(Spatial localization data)
= Beginning of Section =

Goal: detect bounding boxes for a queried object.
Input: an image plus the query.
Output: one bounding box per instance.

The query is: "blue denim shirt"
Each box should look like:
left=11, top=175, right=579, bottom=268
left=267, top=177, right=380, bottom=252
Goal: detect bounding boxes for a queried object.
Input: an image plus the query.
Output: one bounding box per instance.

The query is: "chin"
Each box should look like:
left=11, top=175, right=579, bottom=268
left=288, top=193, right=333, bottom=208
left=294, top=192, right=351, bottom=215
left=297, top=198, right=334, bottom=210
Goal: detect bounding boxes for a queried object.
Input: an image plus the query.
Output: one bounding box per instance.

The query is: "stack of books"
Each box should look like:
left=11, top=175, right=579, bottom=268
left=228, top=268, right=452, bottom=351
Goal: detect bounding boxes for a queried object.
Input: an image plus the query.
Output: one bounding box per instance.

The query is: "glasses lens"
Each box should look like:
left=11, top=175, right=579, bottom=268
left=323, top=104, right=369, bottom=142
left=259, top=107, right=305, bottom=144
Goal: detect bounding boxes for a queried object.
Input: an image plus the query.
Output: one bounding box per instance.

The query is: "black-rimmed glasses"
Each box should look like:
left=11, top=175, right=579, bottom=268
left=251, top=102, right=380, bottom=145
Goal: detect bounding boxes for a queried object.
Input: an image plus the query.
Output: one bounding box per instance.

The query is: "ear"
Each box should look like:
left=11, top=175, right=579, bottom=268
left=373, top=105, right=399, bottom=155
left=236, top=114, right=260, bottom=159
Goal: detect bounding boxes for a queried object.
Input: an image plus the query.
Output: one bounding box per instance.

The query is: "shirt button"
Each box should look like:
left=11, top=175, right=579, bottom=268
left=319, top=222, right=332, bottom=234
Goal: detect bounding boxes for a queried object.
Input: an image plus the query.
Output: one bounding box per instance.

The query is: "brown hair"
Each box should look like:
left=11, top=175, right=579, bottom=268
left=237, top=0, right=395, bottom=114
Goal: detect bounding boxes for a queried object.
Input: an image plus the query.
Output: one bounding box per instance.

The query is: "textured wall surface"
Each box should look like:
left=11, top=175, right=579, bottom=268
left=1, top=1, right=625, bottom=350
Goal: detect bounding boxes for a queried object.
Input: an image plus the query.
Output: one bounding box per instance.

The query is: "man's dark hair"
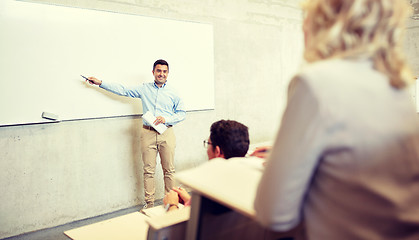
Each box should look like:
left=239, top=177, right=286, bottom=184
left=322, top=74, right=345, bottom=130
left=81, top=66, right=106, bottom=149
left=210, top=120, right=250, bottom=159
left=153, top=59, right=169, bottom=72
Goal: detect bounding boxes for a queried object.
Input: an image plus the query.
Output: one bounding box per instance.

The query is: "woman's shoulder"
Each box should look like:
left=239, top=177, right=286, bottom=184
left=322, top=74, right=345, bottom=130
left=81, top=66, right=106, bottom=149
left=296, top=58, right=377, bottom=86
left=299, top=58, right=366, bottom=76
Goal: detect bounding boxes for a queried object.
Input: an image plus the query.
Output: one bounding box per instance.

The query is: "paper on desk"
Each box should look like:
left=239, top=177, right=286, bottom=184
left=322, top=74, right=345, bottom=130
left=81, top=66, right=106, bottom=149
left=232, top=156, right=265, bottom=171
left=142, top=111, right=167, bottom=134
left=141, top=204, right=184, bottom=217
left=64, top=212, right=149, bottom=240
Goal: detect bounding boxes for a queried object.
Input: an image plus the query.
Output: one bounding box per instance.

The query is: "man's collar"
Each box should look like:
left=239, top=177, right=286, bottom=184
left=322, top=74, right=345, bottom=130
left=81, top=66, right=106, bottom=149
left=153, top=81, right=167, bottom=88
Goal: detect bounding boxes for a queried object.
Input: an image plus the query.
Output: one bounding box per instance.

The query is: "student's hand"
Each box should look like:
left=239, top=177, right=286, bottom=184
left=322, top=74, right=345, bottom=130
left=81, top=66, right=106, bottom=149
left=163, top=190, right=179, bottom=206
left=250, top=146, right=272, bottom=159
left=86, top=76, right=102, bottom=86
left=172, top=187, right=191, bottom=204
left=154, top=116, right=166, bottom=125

= End of Section =
= Beginning of Section =

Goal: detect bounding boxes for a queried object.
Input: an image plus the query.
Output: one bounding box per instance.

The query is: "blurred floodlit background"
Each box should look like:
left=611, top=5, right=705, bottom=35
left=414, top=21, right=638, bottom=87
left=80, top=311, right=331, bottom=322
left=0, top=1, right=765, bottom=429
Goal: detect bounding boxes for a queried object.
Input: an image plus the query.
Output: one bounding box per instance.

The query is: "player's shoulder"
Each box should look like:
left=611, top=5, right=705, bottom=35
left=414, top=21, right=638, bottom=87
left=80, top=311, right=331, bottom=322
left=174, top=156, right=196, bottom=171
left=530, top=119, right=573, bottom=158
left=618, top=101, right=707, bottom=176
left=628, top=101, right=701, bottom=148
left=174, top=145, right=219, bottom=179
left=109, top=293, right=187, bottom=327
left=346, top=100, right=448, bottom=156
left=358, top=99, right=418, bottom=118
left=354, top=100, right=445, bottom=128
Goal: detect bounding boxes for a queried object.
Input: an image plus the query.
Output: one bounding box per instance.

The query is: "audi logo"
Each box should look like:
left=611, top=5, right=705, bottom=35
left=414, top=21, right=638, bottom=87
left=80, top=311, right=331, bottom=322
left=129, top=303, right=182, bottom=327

= End of Section =

AIM OF THE EXERCISE: Read the entries and select each line where the word "shirt" is found.

ANSWER SECTION:
The query is: "blue denim shirt"
The query is: "shirt button"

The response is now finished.